───── Record excerpts ─────

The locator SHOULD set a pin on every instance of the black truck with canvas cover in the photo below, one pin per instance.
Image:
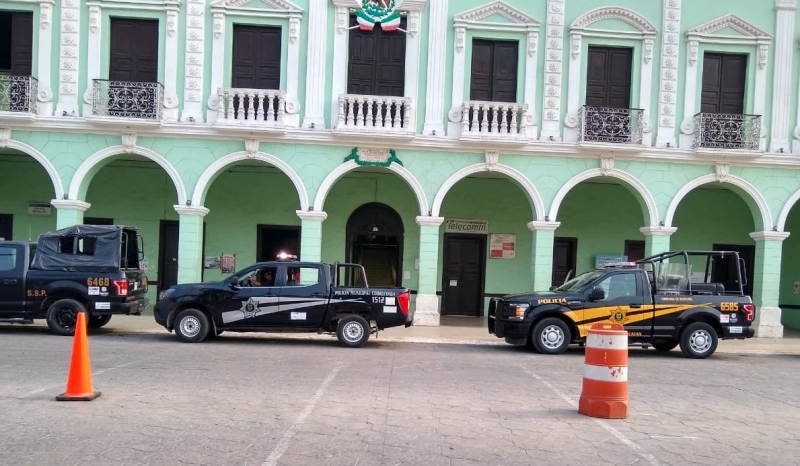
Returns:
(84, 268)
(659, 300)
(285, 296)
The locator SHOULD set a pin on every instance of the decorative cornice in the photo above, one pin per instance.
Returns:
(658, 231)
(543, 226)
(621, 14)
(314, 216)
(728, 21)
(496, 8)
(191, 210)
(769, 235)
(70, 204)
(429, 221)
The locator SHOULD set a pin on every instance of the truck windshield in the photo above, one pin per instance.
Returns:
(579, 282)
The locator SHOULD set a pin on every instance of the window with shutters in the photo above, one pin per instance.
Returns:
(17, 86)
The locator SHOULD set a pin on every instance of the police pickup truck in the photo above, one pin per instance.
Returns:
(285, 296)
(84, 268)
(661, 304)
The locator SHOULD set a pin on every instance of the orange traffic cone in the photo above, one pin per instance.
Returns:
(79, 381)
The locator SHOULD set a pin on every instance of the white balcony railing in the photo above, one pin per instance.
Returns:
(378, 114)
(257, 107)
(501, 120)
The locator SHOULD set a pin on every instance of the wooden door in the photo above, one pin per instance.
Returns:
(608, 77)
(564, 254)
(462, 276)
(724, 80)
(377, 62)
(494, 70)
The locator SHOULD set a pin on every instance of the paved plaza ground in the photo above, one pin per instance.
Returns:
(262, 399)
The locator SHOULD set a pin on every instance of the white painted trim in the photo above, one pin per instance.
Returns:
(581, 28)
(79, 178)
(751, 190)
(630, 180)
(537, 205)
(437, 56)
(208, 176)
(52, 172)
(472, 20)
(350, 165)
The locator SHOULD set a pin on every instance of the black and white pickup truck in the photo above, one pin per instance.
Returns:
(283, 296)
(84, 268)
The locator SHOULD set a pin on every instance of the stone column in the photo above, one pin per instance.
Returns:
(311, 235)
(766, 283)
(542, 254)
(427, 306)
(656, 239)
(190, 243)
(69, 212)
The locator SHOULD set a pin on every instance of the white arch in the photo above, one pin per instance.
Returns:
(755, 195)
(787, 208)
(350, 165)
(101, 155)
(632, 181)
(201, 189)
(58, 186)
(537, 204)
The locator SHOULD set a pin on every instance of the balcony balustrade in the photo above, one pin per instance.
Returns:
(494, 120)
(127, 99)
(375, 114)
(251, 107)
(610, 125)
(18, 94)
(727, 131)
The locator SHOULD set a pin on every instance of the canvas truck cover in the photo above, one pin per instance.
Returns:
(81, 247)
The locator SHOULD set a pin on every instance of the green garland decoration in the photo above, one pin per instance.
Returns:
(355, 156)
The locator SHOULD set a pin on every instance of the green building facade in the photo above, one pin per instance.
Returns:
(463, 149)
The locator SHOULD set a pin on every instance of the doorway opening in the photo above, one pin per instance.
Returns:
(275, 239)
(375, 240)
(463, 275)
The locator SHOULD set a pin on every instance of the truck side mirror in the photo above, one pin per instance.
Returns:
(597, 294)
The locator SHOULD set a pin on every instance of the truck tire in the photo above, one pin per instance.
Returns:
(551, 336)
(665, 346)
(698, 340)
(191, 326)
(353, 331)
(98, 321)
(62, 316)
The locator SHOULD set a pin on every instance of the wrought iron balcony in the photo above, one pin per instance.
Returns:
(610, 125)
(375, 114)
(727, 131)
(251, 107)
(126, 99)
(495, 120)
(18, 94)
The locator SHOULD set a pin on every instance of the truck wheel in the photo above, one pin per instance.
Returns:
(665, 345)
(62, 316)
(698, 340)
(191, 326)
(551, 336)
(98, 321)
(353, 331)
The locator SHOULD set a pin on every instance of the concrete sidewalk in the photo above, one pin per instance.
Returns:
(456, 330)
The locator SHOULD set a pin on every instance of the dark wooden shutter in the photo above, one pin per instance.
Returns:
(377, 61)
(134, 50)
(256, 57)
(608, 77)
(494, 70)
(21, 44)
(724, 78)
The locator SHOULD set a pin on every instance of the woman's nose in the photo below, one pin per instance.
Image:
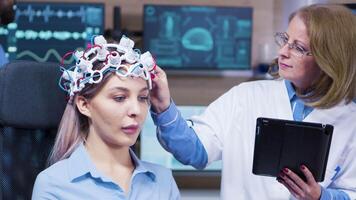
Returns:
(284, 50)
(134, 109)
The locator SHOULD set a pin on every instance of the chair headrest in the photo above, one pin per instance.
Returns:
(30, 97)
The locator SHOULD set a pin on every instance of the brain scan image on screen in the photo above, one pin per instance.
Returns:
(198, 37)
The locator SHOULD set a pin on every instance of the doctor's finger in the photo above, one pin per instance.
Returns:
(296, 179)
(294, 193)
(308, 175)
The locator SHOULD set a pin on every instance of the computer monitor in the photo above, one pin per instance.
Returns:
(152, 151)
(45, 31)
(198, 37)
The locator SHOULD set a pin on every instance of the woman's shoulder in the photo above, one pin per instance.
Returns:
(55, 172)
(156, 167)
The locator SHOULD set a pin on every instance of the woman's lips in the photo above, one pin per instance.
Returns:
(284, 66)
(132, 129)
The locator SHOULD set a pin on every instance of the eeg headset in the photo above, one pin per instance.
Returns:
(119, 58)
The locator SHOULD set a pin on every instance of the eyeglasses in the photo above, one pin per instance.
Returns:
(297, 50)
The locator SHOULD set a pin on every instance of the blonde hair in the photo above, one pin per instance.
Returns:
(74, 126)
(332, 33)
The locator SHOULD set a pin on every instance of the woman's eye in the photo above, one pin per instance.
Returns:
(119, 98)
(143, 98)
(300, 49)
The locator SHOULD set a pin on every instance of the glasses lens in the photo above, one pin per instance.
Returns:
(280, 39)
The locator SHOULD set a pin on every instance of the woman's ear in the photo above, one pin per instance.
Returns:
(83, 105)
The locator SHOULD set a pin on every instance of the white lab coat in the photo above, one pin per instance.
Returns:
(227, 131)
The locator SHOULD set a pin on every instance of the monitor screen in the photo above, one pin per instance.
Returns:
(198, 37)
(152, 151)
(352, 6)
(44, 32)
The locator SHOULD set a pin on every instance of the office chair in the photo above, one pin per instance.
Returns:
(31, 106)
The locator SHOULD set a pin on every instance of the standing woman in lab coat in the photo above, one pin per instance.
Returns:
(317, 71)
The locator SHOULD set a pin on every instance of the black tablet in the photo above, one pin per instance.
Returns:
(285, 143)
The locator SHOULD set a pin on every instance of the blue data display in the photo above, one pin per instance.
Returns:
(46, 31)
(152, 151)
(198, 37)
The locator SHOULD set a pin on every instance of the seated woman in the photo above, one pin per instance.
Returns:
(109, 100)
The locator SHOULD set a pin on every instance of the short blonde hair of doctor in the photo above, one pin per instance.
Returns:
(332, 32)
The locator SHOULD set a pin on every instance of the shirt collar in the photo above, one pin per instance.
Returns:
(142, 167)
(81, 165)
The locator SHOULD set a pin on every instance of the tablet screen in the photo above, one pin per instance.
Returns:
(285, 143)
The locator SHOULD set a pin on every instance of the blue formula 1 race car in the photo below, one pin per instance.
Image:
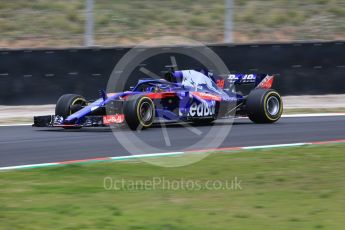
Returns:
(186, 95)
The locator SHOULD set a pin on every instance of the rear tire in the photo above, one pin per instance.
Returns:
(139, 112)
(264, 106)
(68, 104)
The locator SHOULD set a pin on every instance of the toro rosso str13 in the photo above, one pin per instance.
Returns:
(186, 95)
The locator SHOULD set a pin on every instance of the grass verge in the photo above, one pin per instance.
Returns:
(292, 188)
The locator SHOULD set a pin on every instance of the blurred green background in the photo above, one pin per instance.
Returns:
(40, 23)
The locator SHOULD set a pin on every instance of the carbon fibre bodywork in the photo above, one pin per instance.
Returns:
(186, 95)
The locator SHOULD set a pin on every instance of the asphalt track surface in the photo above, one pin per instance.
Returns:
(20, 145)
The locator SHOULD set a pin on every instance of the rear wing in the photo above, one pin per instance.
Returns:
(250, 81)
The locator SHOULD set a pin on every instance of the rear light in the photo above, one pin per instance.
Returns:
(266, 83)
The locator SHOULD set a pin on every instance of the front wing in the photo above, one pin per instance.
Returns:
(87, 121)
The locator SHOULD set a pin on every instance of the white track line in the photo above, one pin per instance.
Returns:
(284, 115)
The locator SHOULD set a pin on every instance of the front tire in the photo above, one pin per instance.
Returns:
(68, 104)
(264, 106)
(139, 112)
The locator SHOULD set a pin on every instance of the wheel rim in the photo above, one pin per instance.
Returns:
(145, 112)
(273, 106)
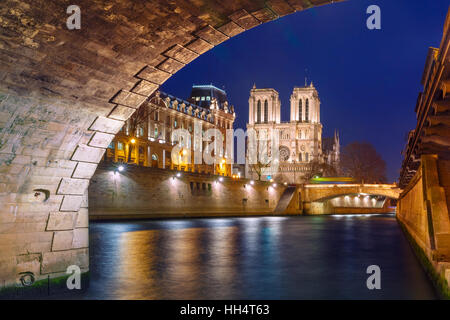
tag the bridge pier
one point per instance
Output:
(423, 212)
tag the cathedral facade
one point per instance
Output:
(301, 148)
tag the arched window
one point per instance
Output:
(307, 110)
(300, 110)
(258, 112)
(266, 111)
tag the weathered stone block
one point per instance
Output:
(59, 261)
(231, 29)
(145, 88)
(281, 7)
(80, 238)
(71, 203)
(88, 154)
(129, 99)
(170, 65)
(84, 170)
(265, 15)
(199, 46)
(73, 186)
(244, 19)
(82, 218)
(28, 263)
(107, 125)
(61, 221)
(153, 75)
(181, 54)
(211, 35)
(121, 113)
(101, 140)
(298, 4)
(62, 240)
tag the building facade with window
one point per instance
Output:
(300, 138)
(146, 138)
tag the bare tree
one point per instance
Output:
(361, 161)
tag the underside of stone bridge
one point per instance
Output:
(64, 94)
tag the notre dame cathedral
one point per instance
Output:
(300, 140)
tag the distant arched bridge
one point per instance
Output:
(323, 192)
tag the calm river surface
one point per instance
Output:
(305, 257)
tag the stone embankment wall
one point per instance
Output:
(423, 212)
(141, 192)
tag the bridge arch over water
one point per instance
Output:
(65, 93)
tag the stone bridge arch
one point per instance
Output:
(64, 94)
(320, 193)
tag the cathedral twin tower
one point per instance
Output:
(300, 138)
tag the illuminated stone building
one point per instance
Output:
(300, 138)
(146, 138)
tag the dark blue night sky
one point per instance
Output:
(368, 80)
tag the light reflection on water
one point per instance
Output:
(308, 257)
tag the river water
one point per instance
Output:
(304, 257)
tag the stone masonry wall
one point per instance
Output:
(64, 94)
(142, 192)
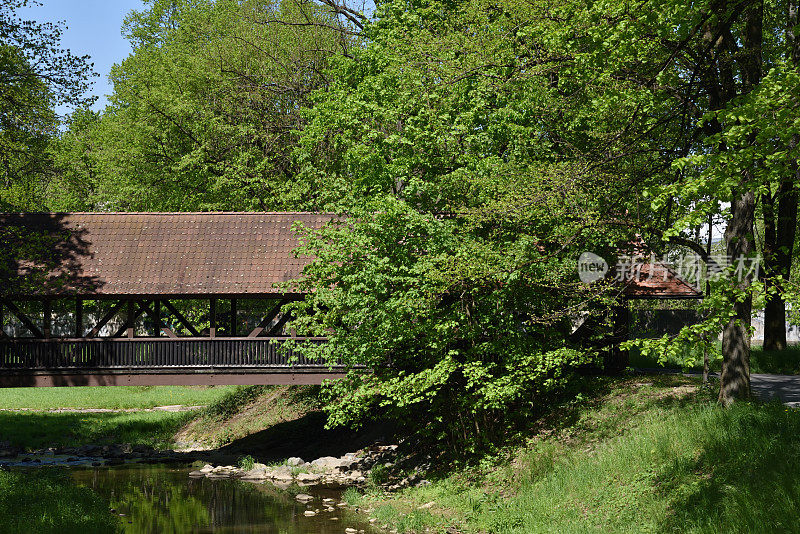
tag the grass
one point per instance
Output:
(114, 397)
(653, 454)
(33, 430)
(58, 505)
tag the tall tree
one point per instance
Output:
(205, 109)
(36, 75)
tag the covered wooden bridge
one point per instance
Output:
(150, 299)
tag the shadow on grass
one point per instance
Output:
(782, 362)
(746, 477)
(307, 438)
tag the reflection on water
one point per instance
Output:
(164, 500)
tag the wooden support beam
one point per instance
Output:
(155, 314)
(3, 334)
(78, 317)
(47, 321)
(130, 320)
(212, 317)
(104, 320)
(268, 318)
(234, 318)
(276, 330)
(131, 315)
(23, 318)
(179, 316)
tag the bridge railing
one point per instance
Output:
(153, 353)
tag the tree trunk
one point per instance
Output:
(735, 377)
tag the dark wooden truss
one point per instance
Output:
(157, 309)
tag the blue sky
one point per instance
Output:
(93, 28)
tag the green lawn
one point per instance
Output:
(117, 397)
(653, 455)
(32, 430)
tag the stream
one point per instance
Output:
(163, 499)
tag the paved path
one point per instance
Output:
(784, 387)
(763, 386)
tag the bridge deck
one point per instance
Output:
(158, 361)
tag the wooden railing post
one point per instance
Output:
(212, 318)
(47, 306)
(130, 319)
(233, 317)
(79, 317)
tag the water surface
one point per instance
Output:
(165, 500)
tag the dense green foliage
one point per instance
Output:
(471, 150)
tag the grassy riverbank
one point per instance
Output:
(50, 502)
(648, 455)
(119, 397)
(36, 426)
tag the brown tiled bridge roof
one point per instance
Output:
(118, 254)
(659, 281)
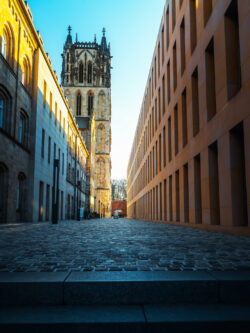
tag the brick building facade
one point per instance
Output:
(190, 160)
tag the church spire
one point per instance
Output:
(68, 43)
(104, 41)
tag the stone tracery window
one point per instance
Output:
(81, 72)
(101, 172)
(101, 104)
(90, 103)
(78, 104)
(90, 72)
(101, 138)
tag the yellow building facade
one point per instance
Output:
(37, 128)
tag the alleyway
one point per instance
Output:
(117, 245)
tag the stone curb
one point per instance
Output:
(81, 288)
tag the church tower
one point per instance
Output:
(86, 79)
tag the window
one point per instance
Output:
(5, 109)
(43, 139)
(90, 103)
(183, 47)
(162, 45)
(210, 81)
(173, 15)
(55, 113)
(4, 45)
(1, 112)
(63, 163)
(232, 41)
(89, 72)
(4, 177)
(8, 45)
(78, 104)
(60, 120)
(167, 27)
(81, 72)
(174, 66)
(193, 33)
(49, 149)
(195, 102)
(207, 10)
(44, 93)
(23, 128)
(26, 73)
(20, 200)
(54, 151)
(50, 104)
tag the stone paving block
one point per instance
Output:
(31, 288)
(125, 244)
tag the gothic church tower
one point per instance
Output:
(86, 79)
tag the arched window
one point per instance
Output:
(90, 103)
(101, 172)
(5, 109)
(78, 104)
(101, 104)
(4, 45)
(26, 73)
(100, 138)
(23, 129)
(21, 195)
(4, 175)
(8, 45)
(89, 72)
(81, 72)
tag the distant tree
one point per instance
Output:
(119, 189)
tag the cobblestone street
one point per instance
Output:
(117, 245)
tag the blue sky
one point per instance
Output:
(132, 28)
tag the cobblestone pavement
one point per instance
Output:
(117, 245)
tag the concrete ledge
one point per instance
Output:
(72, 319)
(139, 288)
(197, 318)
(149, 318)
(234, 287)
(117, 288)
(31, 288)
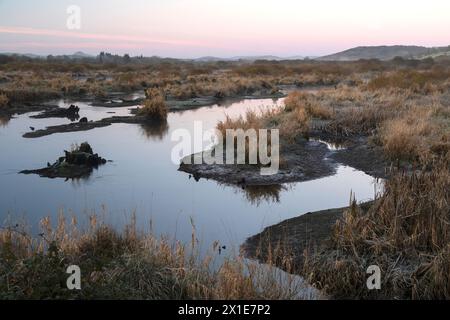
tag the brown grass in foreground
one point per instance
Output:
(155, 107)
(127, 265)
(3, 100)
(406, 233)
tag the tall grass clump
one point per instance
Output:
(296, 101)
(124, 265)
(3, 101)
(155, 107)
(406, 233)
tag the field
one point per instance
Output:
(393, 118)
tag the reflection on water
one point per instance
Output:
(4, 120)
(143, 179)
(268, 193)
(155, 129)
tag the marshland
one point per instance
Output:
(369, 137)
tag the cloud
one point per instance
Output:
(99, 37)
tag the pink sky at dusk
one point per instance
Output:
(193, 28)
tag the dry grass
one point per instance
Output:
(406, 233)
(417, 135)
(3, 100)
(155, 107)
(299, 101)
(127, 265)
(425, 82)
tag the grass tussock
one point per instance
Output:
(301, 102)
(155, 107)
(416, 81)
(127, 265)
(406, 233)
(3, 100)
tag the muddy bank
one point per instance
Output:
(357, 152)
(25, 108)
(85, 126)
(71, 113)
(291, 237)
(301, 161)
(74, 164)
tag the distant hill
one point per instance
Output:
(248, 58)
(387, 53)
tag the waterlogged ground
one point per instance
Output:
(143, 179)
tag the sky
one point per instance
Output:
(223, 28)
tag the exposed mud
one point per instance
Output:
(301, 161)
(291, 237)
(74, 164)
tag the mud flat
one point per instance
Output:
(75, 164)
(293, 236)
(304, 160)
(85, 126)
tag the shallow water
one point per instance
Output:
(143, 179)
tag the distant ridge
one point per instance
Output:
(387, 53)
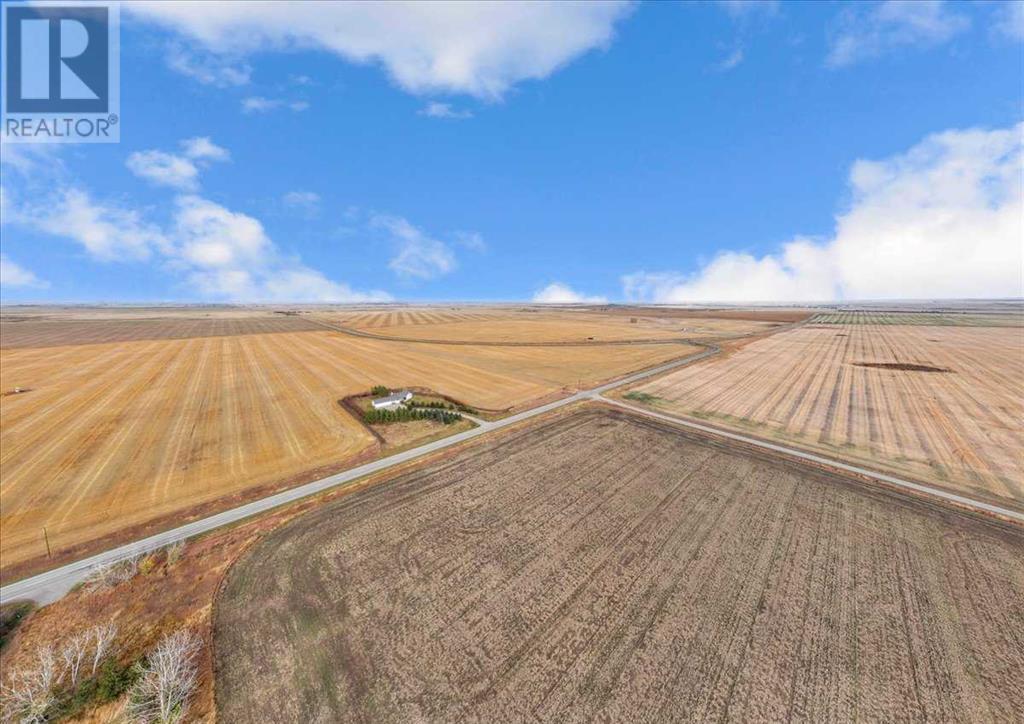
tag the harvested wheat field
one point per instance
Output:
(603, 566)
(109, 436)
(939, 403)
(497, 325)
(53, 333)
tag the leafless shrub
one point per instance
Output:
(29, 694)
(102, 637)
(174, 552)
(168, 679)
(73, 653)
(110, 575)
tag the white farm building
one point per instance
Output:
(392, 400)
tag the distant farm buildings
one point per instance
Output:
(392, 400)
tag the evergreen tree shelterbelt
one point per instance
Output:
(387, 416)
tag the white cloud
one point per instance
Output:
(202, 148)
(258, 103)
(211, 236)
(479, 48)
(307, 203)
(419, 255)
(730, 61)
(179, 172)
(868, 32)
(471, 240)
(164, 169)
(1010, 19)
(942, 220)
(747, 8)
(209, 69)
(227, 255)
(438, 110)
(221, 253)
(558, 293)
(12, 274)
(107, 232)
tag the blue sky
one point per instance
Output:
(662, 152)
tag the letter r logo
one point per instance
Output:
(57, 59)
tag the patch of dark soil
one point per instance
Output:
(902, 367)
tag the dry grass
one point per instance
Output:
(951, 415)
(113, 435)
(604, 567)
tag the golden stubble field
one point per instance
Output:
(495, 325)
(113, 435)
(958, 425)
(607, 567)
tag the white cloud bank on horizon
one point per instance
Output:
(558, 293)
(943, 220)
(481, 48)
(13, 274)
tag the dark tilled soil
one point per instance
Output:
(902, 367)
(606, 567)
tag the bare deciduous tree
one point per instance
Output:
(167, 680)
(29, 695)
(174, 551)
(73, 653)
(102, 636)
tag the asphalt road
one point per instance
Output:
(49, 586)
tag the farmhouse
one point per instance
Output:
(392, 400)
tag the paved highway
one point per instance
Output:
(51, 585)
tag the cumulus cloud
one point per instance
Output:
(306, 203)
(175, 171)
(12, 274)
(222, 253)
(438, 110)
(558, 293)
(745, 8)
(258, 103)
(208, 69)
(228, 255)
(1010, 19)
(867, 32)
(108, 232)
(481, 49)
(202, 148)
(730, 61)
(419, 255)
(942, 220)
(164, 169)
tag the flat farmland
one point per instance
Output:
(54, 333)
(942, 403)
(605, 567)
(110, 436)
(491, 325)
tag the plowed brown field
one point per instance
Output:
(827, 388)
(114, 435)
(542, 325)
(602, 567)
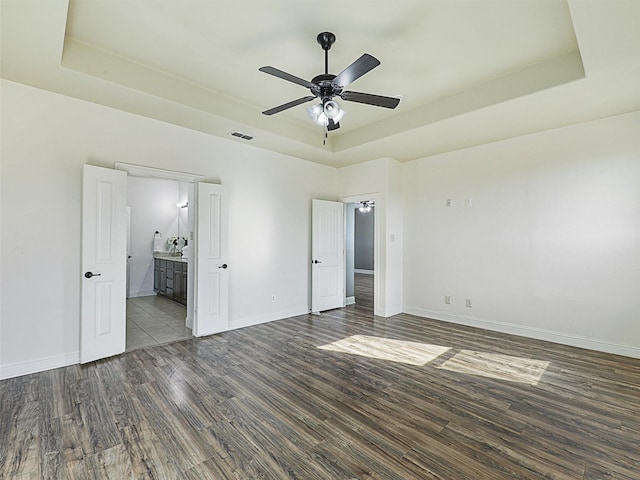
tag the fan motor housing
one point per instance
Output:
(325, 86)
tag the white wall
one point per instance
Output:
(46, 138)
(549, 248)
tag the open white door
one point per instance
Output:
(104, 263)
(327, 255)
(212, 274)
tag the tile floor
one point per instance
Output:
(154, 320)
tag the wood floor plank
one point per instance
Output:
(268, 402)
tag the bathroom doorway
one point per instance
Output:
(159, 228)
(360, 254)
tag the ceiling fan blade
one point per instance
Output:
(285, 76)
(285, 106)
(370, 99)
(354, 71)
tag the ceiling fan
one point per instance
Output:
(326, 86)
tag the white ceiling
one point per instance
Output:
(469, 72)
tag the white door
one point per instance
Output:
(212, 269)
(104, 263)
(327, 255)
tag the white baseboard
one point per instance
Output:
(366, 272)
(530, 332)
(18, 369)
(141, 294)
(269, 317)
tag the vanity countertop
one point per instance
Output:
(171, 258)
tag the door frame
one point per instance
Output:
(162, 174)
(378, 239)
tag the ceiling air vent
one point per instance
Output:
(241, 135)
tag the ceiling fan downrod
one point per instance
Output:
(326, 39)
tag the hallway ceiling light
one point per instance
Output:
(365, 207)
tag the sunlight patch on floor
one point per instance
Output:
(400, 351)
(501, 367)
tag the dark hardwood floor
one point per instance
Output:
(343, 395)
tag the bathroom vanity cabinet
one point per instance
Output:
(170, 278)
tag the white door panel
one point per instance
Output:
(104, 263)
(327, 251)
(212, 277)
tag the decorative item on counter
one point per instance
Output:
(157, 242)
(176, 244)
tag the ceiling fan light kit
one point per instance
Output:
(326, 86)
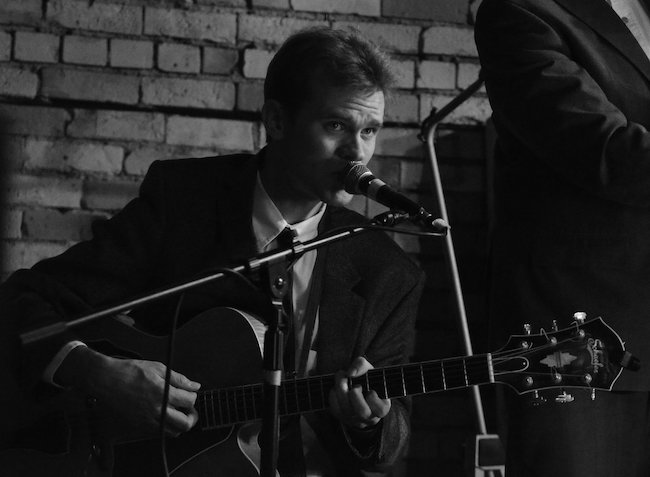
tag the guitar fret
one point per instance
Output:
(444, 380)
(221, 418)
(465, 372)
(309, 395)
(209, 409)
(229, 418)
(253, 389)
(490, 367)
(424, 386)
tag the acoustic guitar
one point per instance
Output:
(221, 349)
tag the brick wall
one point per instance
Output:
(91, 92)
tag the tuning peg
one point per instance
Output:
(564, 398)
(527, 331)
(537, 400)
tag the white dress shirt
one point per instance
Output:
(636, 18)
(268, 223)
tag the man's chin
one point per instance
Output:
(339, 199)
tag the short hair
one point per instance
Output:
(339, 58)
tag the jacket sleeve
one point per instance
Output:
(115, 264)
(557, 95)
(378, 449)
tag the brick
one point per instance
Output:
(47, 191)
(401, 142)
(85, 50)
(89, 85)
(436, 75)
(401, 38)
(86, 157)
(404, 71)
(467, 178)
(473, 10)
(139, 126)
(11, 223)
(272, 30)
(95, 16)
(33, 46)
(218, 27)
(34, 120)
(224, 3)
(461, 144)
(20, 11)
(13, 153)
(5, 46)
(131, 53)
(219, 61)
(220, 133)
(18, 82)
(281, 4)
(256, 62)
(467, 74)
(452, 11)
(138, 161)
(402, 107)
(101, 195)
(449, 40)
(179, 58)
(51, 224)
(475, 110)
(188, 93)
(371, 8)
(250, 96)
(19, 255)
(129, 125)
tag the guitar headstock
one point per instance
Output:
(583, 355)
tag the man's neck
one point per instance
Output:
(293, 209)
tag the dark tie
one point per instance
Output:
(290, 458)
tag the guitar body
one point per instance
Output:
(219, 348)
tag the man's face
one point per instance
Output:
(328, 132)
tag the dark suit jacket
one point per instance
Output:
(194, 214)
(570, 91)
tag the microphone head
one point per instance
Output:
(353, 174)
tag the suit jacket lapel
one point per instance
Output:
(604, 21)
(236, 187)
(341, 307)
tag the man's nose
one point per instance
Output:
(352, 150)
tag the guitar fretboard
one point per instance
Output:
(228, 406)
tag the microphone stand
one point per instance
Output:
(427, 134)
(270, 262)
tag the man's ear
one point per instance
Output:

─────

**What is expected**: Tell how many lines in the entries above include the string "shirt", and write nothing but the number.

**Task response**: 2